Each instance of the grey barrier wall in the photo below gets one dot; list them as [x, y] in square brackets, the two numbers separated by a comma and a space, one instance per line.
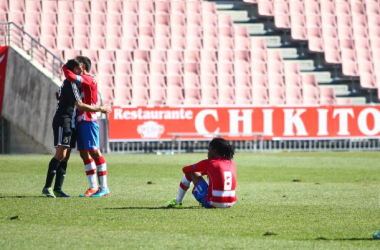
[29, 104]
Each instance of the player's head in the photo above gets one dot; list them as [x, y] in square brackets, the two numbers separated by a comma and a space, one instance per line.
[74, 66]
[220, 147]
[85, 61]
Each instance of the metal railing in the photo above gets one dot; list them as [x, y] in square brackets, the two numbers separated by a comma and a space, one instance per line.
[170, 147]
[14, 36]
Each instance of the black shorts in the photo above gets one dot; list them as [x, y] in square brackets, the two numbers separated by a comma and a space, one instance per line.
[64, 134]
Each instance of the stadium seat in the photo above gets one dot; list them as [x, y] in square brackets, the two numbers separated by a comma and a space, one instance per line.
[123, 96]
[178, 7]
[209, 81]
[277, 96]
[130, 8]
[158, 55]
[64, 6]
[124, 56]
[192, 96]
[158, 68]
[209, 96]
[266, 8]
[175, 81]
[327, 96]
[140, 81]
[31, 6]
[260, 96]
[106, 68]
[294, 96]
[162, 7]
[16, 6]
[191, 81]
[242, 68]
[175, 56]
[140, 96]
[157, 81]
[174, 96]
[226, 96]
[309, 81]
[243, 96]
[49, 6]
[122, 81]
[106, 94]
[140, 68]
[157, 96]
[123, 68]
[82, 7]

■ INSTRUCTION
Render all the entries above as a JSON list of strings, one string per line, skipping blank lines and leaving out the picture lines.

■ FULL OUTPUT
[
  "Each instance of the grey barrier wall in the photo below gets one dot; list them as [x, y] in square brackets, the two numbers separated by a comma and a space, one instance per line.",
  "[29, 104]",
  "Each instance of the player's head in the photo above gets one dot; list them as [x, y] in square brackets, the two numbers separated by a comma and a space, one instance per line.",
  "[74, 66]",
  "[220, 147]",
  "[85, 61]",
  "Each instance of the metal railing in the photo above gets one dot; list them as [x, y] in square brackets, the two numbers separated by a comma and a space, one instance per line.",
  "[170, 147]",
  "[14, 36]",
  "Each instance of the black shorts in the photo above gets one dot; list them as [x, y] in square brackets, the two numbers separated by a comma and a space, one instance per line.",
  "[64, 134]",
  "Each instance of the stadium seat in the photo above gets one dot; list them as [x, y] in square brackets, the two numbers separated by a comma and a space, one instance per line.",
  "[123, 96]",
  "[178, 7]",
  "[209, 81]",
  "[277, 96]",
  "[130, 8]",
  "[158, 55]",
  "[64, 6]",
  "[124, 56]",
  "[192, 96]",
  "[158, 68]",
  "[209, 96]",
  "[266, 8]",
  "[175, 81]",
  "[327, 96]",
  "[140, 81]",
  "[31, 6]",
  "[260, 96]",
  "[106, 68]",
  "[294, 96]",
  "[162, 7]",
  "[16, 6]",
  "[191, 81]",
  "[242, 68]",
  "[175, 56]",
  "[140, 96]",
  "[157, 81]",
  "[174, 96]",
  "[226, 96]",
  "[309, 81]",
  "[243, 96]",
  "[49, 6]",
  "[122, 81]",
  "[106, 94]",
  "[140, 68]",
  "[157, 96]",
  "[123, 68]",
  "[82, 7]"
]